_The exercise_
Recast as a numbered list the lines from the line containing "Query: crab's spiny leg" up to and including the line containing "Mark the region of every instance of the crab's", leaving out any blank lines.

------------------------

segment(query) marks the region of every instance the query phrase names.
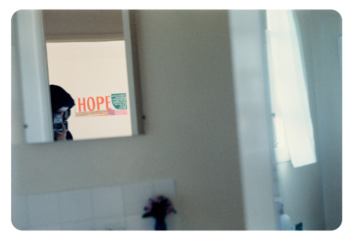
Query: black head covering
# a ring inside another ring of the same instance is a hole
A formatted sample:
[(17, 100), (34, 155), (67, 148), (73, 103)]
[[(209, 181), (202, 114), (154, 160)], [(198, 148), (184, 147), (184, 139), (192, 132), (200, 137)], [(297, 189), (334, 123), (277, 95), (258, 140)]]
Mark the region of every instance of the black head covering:
[(68, 107), (68, 110), (70, 110), (75, 105), (73, 98), (64, 89), (55, 85), (51, 85), (50, 87), (52, 113), (55, 113), (62, 107)]

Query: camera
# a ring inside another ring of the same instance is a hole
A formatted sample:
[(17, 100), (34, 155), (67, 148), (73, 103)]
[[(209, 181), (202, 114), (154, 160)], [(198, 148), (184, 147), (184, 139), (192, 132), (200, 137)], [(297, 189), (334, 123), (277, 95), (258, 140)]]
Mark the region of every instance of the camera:
[(53, 114), (53, 131), (63, 130), (63, 125), (60, 123), (61, 122), (65, 125), (66, 130), (67, 131), (68, 122), (62, 119), (62, 114), (61, 113), (54, 113)]

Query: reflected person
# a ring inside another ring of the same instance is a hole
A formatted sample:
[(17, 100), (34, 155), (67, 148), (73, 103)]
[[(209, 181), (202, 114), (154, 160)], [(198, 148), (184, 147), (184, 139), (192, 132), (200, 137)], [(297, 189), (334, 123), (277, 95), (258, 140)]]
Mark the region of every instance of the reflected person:
[(50, 88), (54, 141), (72, 140), (72, 133), (68, 130), (67, 119), (70, 115), (70, 109), (75, 105), (74, 100), (61, 87), (51, 85)]

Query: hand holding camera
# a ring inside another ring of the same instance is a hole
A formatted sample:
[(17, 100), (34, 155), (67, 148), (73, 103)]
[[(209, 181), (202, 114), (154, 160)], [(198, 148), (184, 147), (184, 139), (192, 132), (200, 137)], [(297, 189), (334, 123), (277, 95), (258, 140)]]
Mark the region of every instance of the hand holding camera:
[(56, 141), (66, 141), (66, 128), (63, 122), (60, 122), (60, 123), (62, 125), (62, 129), (54, 131), (54, 140)]

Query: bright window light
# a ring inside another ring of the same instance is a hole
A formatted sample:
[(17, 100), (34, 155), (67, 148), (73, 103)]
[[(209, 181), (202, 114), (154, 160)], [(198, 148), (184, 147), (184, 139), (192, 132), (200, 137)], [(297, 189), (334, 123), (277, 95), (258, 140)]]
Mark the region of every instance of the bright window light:
[(267, 10), (270, 92), (277, 161), (316, 162), (305, 73), (294, 12)]

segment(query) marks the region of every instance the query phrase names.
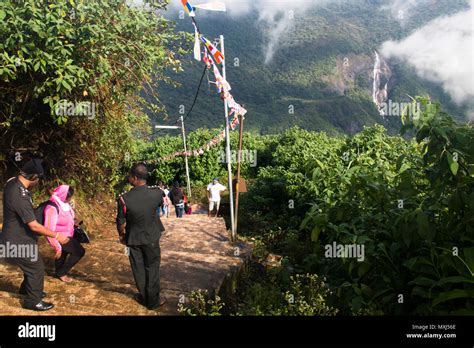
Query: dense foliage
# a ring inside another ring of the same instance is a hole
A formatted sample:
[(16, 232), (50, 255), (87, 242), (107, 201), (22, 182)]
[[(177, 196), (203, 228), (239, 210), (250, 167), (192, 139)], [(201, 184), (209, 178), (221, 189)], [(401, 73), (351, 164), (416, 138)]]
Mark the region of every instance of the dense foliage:
[(147, 126), (144, 110), (162, 111), (157, 85), (181, 69), (187, 46), (159, 14), (166, 3), (156, 6), (2, 1), (0, 160), (41, 156), (53, 178), (94, 192), (112, 186)]
[[(235, 312), (286, 313), (278, 294), (307, 273), (327, 279), (325, 301), (340, 313), (474, 312), (474, 129), (418, 102), (423, 112), (404, 118), (409, 141), (374, 126), (347, 138), (290, 129), (267, 142), (239, 232), (261, 260), (284, 258), (249, 282)], [(333, 243), (363, 246), (364, 257), (328, 257)]]

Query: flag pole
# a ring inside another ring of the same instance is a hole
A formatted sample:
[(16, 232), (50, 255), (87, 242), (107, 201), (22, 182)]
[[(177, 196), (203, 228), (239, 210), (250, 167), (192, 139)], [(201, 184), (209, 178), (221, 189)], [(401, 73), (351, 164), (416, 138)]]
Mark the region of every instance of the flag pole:
[(183, 143), (184, 143), (184, 163), (186, 165), (186, 184), (188, 187), (188, 197), (191, 197), (191, 183), (189, 180), (189, 165), (188, 165), (188, 149), (186, 146), (186, 131), (184, 130), (184, 118), (181, 116), (181, 129), (183, 133)]
[[(220, 36), (221, 53), (225, 57), (224, 53), (224, 35)], [(226, 79), (225, 72), (225, 59), (222, 61), (222, 77)], [(224, 91), (225, 93), (225, 91)], [(227, 159), (227, 176), (229, 185), (229, 203), (230, 203), (230, 225), (232, 233), (232, 242), (235, 242), (235, 223), (234, 223), (234, 195), (232, 188), (232, 163), (230, 159), (230, 136), (229, 136), (229, 110), (227, 107), (227, 100), (224, 96), (224, 112), (225, 112), (225, 140), (226, 140), (226, 159)]]
[(237, 233), (237, 225), (239, 222), (239, 184), (240, 184), (240, 161), (242, 159), (242, 134), (244, 131), (244, 116), (240, 115), (239, 130), (239, 152), (237, 154), (237, 181), (235, 182), (235, 232)]

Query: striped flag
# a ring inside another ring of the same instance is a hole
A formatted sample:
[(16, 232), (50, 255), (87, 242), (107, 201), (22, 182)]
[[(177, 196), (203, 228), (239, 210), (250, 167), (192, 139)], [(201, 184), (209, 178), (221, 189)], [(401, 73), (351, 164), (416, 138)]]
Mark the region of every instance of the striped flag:
[(190, 17), (194, 17), (196, 15), (194, 13), (194, 7), (191, 6), (188, 0), (181, 0), (181, 3)]
[(201, 36), (202, 42), (206, 45), (206, 47), (211, 52), (212, 56), (216, 60), (217, 64), (221, 64), (224, 61), (224, 56), (222, 55), (221, 51), (219, 51), (214, 45), (208, 41), (204, 36)]

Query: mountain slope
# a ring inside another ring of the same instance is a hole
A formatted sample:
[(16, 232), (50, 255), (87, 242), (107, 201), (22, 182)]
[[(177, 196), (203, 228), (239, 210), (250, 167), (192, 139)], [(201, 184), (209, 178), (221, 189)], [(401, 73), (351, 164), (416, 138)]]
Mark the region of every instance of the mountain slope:
[[(214, 39), (225, 34), (227, 80), (235, 99), (249, 110), (247, 130), (276, 133), (292, 125), (330, 133), (354, 133), (363, 125), (382, 123), (399, 128), (397, 118), (383, 119), (372, 102), (374, 50), (389, 39), (401, 39), (439, 15), (466, 8), (467, 2), (440, 0), (419, 6), (402, 25), (388, 10), (387, 1), (369, 0), (318, 7), (295, 14), (294, 23), (279, 38), (279, 48), (265, 64), (264, 50), (272, 27), (258, 14), (233, 17), (206, 13), (198, 17), (202, 32)], [(189, 18), (176, 19), (177, 29), (192, 32)], [(457, 107), (439, 85), (421, 80), (404, 64), (389, 62), (394, 72), (389, 98), (407, 101), (409, 95), (429, 94), (455, 117)], [(189, 57), (185, 72), (176, 76), (179, 88), (160, 90), (170, 120), (185, 112), (194, 98), (202, 63)], [(212, 74), (209, 74), (212, 80)], [(206, 80), (205, 80), (206, 81)], [(294, 111), (294, 113), (291, 113)], [(163, 123), (159, 117), (156, 122)], [(165, 121), (166, 122), (166, 121)], [(223, 106), (215, 88), (203, 85), (187, 128), (224, 124)]]

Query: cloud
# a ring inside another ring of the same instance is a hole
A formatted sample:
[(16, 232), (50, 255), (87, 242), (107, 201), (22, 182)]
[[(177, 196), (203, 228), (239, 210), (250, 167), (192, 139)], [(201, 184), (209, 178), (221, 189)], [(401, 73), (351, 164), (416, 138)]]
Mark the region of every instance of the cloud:
[(383, 5), (380, 9), (390, 11), (393, 18), (397, 19), (400, 24), (404, 24), (418, 6), (432, 2), (433, 0), (391, 0), (389, 4)]
[[(135, 0), (138, 1), (138, 0)], [(212, 2), (215, 0), (191, 1), (191, 4)], [(227, 13), (233, 17), (245, 16), (249, 13), (258, 15), (259, 27), (262, 30), (265, 45), (263, 54), (265, 63), (270, 63), (275, 52), (288, 37), (288, 32), (295, 25), (297, 16), (311, 7), (317, 7), (329, 0), (218, 0), (225, 2)], [(339, 0), (338, 0), (339, 1)], [(172, 0), (171, 10), (182, 10), (181, 2)], [(200, 16), (207, 11), (199, 11)]]
[(471, 8), (439, 17), (401, 41), (387, 41), (381, 53), (413, 66), (418, 76), (441, 83), (458, 104), (474, 98), (474, 0)]

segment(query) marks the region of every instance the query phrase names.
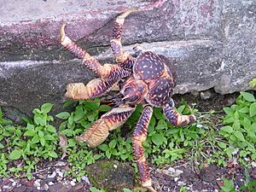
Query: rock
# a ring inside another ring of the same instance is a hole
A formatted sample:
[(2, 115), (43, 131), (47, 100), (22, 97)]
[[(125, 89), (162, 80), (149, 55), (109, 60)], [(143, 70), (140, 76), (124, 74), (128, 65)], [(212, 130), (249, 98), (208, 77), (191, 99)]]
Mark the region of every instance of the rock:
[(212, 166), (201, 169), (199, 177), (205, 182), (214, 182), (217, 178), (217, 167)]
[(34, 183), (33, 183), (34, 187), (37, 188), (37, 189), (38, 189), (38, 188), (40, 188), (40, 186), (41, 186), (40, 182), (41, 182), (41, 179), (37, 179), (37, 180), (35, 180), (35, 181), (34, 181)]
[(133, 189), (135, 174), (129, 164), (117, 160), (98, 160), (86, 167), (86, 172), (90, 183), (97, 189), (108, 192), (123, 191), (123, 188)]
[(55, 185), (49, 186), (49, 192), (68, 192), (71, 189), (71, 184), (64, 185), (61, 183), (58, 183)]

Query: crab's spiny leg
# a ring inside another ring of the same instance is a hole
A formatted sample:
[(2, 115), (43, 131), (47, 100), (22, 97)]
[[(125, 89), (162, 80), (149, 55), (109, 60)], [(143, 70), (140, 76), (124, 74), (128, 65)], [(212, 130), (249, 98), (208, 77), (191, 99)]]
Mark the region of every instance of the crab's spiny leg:
[(86, 50), (84, 50), (66, 35), (64, 31), (65, 26), (66, 24), (64, 23), (60, 30), (61, 44), (76, 57), (82, 59), (82, 63), (99, 77), (118, 79), (131, 75), (131, 71), (127, 71), (120, 66), (111, 64), (101, 65), (96, 58), (90, 56)]
[(134, 108), (126, 105), (113, 108), (96, 120), (81, 136), (78, 137), (77, 140), (87, 143), (91, 148), (100, 145), (108, 137), (108, 131), (122, 125), (134, 109)]
[(113, 40), (110, 41), (111, 48), (117, 61), (124, 67), (131, 67), (134, 59), (129, 54), (124, 52), (122, 49), (121, 34), (123, 25), (125, 17), (137, 9), (137, 8), (132, 8), (121, 14), (117, 17), (113, 24)]
[(168, 104), (164, 107), (164, 114), (168, 121), (175, 126), (184, 126), (188, 124), (193, 123), (196, 120), (194, 114), (182, 115), (178, 113), (174, 108), (174, 102), (172, 99)]
[(153, 108), (146, 106), (136, 125), (132, 137), (132, 149), (134, 160), (137, 164), (142, 185), (152, 190), (152, 183), (149, 177), (148, 168), (144, 156), (143, 143), (147, 138), (148, 127), (153, 113)]
[(90, 80), (86, 85), (83, 83), (68, 84), (65, 96), (74, 100), (96, 98), (110, 90), (115, 83), (115, 79), (99, 78)]

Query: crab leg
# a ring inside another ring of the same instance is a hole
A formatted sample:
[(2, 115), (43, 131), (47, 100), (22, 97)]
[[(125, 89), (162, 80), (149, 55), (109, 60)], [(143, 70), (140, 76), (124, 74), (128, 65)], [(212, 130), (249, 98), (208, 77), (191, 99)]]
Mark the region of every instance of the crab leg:
[(172, 99), (164, 107), (164, 114), (168, 121), (175, 126), (184, 126), (196, 120), (194, 114), (182, 115), (174, 110)]
[(101, 65), (96, 58), (90, 56), (86, 50), (84, 50), (66, 35), (65, 26), (66, 24), (64, 23), (60, 30), (61, 44), (76, 57), (82, 59), (82, 63), (96, 75), (109, 79), (118, 79), (131, 75), (131, 71), (125, 70), (120, 66), (112, 64)]
[(136, 125), (132, 137), (132, 149), (133, 157), (137, 162), (138, 172), (140, 174), (140, 180), (143, 187), (147, 188), (150, 191), (155, 191), (151, 183), (148, 168), (144, 156), (144, 150), (143, 143), (147, 138), (147, 131), (149, 125), (151, 116), (153, 114), (153, 108), (150, 106), (146, 106), (143, 112)]
[(109, 131), (122, 125), (134, 109), (127, 105), (113, 108), (78, 137), (77, 141), (87, 143), (90, 148), (100, 145), (108, 137)]
[(68, 84), (65, 96), (74, 100), (93, 99), (110, 90), (115, 83), (116, 80), (99, 78), (90, 80), (86, 85), (83, 83)]
[(134, 59), (127, 53), (123, 51), (121, 43), (121, 34), (125, 19), (132, 12), (136, 11), (137, 8), (131, 8), (117, 17), (113, 28), (113, 39), (110, 41), (111, 49), (115, 55), (116, 61), (120, 66), (126, 68), (131, 68)]

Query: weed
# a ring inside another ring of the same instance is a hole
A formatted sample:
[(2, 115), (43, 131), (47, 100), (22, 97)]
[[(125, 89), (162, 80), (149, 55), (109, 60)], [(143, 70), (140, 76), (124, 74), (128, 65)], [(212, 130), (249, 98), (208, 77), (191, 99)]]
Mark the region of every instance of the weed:
[[(34, 166), (41, 160), (57, 158), (57, 134), (49, 124), (53, 117), (49, 115), (53, 104), (45, 103), (40, 109), (33, 110), (33, 119), (27, 120), (26, 127), (15, 125), (3, 119), (0, 110), (0, 174), (7, 177), (9, 173), (19, 177), (25, 172), (32, 177)], [(3, 147), (4, 146), (4, 147)], [(23, 163), (16, 166), (20, 159)]]
[(245, 158), (256, 160), (256, 100), (253, 94), (241, 92), (236, 104), (230, 108), (224, 108), (226, 116), (220, 128), (219, 135), (227, 139), (228, 143), (219, 143), (230, 158), (236, 152), (239, 160), (247, 165)]

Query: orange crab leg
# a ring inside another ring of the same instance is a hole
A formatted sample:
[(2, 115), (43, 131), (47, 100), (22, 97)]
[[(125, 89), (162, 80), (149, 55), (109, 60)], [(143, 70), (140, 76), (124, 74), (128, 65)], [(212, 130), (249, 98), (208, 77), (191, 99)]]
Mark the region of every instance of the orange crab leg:
[(109, 131), (122, 125), (134, 111), (134, 108), (124, 105), (113, 108), (96, 120), (77, 141), (86, 143), (89, 147), (95, 148), (106, 140)]
[(148, 168), (144, 156), (144, 150), (143, 143), (147, 138), (148, 127), (151, 116), (153, 114), (153, 108), (150, 106), (146, 106), (143, 112), (136, 125), (132, 137), (132, 148), (133, 157), (137, 162), (138, 172), (140, 174), (140, 180), (143, 187), (147, 188), (150, 191), (155, 191), (151, 183)]
[(137, 8), (128, 9), (125, 13), (119, 15), (113, 23), (113, 39), (110, 41), (111, 49), (115, 55), (116, 61), (119, 62), (119, 65), (125, 68), (131, 68), (135, 60), (129, 54), (123, 51), (121, 43), (123, 26), (125, 19), (131, 13), (136, 11), (137, 9)]
[(76, 57), (82, 59), (83, 65), (90, 68), (99, 77), (108, 79), (119, 79), (131, 74), (131, 70), (125, 70), (120, 66), (112, 64), (101, 65), (96, 58), (90, 56), (86, 50), (84, 50), (66, 35), (65, 26), (66, 24), (64, 23), (60, 30), (61, 43), (63, 47)]
[(164, 114), (168, 121), (175, 126), (184, 126), (194, 123), (196, 118), (194, 114), (182, 115), (173, 108), (174, 102), (172, 99), (164, 107)]

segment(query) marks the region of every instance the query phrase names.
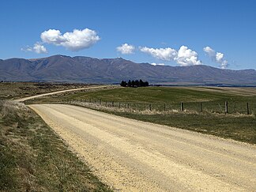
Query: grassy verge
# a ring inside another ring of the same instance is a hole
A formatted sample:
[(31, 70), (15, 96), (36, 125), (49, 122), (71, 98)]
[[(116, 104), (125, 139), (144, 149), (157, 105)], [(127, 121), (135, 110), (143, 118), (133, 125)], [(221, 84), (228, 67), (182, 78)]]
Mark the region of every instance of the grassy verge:
[(83, 88), (85, 84), (0, 82), (0, 100), (19, 99), (55, 91)]
[(0, 100), (1, 191), (110, 191), (24, 104)]

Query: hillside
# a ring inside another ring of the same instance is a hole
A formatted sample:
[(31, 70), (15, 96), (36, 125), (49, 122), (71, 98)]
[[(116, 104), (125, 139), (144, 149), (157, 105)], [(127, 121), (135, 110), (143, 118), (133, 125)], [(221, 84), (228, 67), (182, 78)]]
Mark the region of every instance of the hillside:
[(203, 65), (152, 66), (122, 58), (54, 55), (0, 60), (0, 81), (117, 83), (129, 79), (143, 79), (152, 84), (256, 85), (256, 71), (220, 70)]

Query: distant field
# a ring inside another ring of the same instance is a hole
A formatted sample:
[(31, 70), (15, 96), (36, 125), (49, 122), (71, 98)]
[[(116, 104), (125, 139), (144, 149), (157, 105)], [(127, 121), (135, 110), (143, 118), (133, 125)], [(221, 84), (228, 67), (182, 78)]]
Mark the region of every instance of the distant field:
[[(29, 104), (70, 100), (117, 115), (256, 144), (256, 88), (118, 88), (68, 93), (29, 101)], [(224, 114), (225, 101), (228, 103), (228, 115)], [(183, 112), (180, 111), (181, 102), (184, 103)], [(200, 103), (202, 103), (202, 112), (200, 112)], [(247, 103), (250, 107), (249, 115), (247, 115)], [(130, 104), (129, 109), (126, 104)], [(149, 111), (149, 104), (152, 111)]]
[(0, 100), (19, 99), (45, 92), (82, 88), (85, 84), (0, 82)]

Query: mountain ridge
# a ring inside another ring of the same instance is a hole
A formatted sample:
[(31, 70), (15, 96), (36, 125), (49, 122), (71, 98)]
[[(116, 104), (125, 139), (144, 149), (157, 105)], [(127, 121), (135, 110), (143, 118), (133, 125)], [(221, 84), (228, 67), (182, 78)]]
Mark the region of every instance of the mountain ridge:
[(57, 55), (40, 58), (0, 59), (0, 81), (119, 83), (143, 79), (151, 84), (256, 86), (253, 69), (221, 70), (206, 65), (152, 66), (122, 58), (96, 58)]

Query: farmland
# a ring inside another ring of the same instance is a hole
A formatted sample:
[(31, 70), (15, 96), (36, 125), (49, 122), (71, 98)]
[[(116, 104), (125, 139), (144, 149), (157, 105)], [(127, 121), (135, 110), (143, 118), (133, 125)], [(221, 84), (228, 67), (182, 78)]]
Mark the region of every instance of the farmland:
[[(28, 104), (70, 104), (71, 101), (77, 105), (137, 120), (256, 143), (256, 89), (253, 88), (118, 88), (48, 96)], [(225, 114), (226, 101), (228, 114)], [(181, 111), (181, 102), (184, 111)], [(149, 104), (151, 111), (149, 111)]]

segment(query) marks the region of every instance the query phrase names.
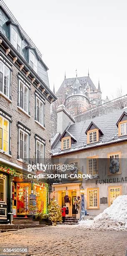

------------------------

_Task result_
1. Query: crab's spiny leg
2. # a ring inside another ring of the same instance is a hole
3. A formatted sample:
4. [(2, 115), (43, 131), (47, 100), (22, 97)]
5. [[(125, 89), (162, 80), (149, 55), (109, 60)], [(143, 70), (140, 76), (124, 74), (128, 65)], [(212, 130), (249, 98), (208, 77), (191, 99)]]
6. Mark the region of every instance of the crab's spiny leg:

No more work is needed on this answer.